Exercise instructions
Write the next few sentences of the article on Brandon Morrow's spring debut, picking up after its final sentence.

── Document passage ──

Sense of relief: Morrow feels healthy in debut

Padres right-hander has no ill effects from offseason surgery

Sense of relief: Morrow feels healthy in debut

SURPRISE, Ariz. -- Brandon Morrow's final line wasn't ideal, but in his mind his Cactus League debut couldn't have gone much better otherwise.

Morrow allowed four runs on five hits in 2 1/3 relief innings during the Padres' 12-11 loss to the Rangers on Friday night. He surrendered a pair of home runs, including one to Rangers second baseman Rougned Odor on his third pitch of the night.

More important, however, the right-hander felt no effects of the offseason shoulder surgery that set him back by three weeks this spring. He even touched 95 mph with his fastball on the radar gun.

"I was happy with pretty much everything," Morrow said afterward. "I thought I threw the ball pretty well, so I was happy with that. I was happy with my velocity. I was happy with the way I felt in between innings, getting loose. I was happy to get out there for a third [inning]."

Morrow is in the mix for one of the Padres' two available rotation spots, but in all likelihood, he will not be ready by April 13 -- the first time San Diego would need a No. 5 starter.

Given Morrow's injury history, the club isn't taking any chances in his recovery, and Morrow is fine with that.

───
── Dataset records ──

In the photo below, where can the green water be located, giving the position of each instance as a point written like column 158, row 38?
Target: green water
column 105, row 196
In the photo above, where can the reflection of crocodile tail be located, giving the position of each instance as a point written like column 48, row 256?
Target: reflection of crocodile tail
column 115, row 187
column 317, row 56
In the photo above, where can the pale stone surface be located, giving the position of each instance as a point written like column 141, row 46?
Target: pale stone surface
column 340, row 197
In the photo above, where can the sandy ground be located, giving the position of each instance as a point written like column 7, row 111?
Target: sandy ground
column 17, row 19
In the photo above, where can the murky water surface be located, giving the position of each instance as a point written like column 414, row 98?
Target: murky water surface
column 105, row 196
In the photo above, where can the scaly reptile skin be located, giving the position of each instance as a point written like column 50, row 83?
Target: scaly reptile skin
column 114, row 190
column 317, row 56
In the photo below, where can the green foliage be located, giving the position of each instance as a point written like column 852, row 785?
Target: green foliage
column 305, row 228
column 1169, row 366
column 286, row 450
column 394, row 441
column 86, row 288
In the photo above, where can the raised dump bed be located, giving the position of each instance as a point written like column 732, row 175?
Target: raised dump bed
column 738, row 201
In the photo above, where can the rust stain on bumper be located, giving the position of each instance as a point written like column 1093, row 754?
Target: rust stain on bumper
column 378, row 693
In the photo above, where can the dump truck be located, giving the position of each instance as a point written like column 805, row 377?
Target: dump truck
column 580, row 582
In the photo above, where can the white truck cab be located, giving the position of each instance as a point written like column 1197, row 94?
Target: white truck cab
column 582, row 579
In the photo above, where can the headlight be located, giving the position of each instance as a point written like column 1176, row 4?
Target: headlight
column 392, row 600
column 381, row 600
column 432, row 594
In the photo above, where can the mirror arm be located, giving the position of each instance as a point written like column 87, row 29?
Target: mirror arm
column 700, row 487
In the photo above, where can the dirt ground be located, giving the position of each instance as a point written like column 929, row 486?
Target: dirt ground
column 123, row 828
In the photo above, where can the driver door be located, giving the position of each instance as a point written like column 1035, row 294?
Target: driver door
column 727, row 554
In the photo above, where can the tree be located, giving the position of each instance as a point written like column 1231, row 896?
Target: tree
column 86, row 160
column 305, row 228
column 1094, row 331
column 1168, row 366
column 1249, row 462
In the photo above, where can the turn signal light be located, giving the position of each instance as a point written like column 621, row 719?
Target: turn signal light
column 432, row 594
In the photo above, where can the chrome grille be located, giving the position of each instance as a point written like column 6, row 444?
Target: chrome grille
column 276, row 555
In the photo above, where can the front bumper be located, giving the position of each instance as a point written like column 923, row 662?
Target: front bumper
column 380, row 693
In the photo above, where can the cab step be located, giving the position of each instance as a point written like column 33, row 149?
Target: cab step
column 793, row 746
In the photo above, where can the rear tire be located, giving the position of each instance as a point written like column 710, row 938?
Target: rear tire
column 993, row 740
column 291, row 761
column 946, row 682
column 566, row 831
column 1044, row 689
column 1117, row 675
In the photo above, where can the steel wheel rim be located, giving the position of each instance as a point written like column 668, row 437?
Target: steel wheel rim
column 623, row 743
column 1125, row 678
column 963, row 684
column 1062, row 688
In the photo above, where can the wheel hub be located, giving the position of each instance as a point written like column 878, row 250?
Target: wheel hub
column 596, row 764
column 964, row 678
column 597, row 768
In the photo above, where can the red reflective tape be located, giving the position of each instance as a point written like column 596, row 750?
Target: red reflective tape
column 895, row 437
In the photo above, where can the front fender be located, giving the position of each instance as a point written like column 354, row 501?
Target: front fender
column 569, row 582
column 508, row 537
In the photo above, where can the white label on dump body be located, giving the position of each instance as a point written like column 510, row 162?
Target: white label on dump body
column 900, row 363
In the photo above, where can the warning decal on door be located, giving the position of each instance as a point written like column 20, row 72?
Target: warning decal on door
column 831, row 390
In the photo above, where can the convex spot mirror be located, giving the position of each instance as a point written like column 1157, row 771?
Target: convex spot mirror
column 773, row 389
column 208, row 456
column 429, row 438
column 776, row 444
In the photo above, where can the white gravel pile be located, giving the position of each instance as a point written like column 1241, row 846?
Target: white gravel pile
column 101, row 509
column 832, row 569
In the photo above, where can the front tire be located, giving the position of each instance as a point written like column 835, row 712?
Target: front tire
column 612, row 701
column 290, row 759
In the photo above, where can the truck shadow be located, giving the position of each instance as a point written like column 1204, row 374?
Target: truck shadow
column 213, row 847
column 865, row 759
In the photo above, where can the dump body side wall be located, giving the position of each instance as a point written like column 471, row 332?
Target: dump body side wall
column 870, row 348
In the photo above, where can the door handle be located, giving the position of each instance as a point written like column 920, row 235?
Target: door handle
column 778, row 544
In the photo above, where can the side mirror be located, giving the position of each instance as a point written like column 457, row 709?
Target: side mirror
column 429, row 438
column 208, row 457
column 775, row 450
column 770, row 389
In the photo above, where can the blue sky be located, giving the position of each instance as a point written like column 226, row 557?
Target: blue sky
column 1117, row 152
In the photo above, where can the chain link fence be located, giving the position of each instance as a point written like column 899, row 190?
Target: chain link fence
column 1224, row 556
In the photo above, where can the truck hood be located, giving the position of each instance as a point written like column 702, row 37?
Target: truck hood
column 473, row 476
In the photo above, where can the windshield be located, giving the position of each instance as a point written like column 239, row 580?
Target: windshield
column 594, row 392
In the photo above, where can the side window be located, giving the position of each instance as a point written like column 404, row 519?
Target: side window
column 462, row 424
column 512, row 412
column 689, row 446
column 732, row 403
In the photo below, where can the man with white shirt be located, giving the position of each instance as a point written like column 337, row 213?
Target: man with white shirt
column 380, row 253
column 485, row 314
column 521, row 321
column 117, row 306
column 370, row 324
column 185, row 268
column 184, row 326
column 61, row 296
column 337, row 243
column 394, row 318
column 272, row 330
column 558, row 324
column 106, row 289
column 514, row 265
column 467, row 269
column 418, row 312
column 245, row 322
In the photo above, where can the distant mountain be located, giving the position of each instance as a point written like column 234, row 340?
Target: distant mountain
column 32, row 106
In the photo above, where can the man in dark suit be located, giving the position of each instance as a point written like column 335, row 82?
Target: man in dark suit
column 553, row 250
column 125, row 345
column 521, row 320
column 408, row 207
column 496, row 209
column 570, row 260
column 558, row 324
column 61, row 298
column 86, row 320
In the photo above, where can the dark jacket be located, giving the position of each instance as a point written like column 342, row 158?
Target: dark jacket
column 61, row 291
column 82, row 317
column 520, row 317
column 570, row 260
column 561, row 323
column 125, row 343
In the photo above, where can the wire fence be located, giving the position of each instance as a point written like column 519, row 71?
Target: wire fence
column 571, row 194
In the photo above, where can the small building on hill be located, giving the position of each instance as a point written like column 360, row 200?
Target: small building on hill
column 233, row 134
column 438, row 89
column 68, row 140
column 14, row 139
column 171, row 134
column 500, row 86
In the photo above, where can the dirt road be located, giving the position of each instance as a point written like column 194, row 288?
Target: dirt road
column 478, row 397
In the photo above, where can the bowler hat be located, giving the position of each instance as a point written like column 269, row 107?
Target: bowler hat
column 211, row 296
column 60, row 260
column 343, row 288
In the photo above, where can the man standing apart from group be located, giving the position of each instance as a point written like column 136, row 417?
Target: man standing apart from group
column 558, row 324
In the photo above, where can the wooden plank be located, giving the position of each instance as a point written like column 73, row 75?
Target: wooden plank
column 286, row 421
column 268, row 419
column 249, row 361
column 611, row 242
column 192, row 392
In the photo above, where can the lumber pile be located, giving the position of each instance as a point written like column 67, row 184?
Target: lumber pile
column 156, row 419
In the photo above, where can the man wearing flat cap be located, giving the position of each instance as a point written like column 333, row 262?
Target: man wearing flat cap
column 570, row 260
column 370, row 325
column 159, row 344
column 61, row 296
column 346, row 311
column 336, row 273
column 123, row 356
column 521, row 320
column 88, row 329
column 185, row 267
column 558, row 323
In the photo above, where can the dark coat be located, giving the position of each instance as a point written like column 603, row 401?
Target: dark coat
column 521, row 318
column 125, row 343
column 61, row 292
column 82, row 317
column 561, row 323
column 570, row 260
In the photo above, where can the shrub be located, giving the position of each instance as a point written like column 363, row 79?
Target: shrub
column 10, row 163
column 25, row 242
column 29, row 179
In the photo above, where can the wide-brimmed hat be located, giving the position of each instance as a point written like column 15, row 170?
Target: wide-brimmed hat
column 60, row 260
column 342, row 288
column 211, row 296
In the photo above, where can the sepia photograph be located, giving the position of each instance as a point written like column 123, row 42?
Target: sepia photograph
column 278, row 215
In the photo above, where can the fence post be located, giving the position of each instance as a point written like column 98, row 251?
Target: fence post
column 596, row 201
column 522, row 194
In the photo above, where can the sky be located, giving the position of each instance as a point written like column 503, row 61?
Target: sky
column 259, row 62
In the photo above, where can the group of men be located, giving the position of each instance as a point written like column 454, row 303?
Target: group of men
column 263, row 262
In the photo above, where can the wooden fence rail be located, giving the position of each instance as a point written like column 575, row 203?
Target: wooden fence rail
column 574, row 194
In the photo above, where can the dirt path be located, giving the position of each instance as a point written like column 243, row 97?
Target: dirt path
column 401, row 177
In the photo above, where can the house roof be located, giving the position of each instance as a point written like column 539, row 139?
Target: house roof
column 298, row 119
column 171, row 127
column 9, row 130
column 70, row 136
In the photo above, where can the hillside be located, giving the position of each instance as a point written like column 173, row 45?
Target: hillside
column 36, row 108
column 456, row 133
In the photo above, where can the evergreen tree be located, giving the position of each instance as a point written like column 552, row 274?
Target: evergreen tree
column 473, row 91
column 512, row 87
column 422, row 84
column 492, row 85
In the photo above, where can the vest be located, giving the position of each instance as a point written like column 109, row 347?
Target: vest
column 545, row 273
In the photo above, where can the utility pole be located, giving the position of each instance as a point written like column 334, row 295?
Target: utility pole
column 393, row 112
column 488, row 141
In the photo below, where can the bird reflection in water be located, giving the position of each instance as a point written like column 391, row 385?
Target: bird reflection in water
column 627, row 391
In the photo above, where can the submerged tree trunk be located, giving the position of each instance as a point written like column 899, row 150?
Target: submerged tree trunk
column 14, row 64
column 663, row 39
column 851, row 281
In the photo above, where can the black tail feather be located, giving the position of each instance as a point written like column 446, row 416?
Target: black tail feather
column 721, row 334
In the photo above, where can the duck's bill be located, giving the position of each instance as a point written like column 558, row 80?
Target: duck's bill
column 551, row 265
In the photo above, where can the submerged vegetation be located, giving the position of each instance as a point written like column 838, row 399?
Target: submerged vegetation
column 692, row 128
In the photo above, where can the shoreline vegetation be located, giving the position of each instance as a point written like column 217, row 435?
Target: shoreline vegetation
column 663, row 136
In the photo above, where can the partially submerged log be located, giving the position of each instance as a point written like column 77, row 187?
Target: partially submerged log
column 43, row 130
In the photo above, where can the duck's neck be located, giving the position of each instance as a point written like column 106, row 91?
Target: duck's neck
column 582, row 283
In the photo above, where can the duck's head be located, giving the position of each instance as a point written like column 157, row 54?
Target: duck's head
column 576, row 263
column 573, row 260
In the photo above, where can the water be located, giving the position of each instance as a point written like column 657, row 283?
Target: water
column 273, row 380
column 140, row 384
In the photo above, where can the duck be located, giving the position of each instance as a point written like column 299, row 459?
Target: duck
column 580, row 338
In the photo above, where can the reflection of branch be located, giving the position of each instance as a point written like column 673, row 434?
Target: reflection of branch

───

Expected answer
"I want to get back, but we're not pushing it," Morrow said. "We already had that conversation that we're not going to push it. There's no reason to."

During the first month of the 2015 season, Morrow was arguably the Padres' best starting pitcher. He posted a 2.73 ERA and a 1.091 WHIP, before going down with the shoulder injury in early May.

But Morrow has yet to feel any lingering effects of that shoulder issue this spring. And he didn't mess around in his first start back, throwing 32 of his 47 pitches for strikes.

So at what point this spring was Morrow able to regain his command?

"Today," he said. "And I think a lot of it had to do with just getting out into a game and just pitching unconsciously -- like letting the game adrenaline take over and not worrying about mechanics, trying to get outs. I actually got into a pretty good rhythm."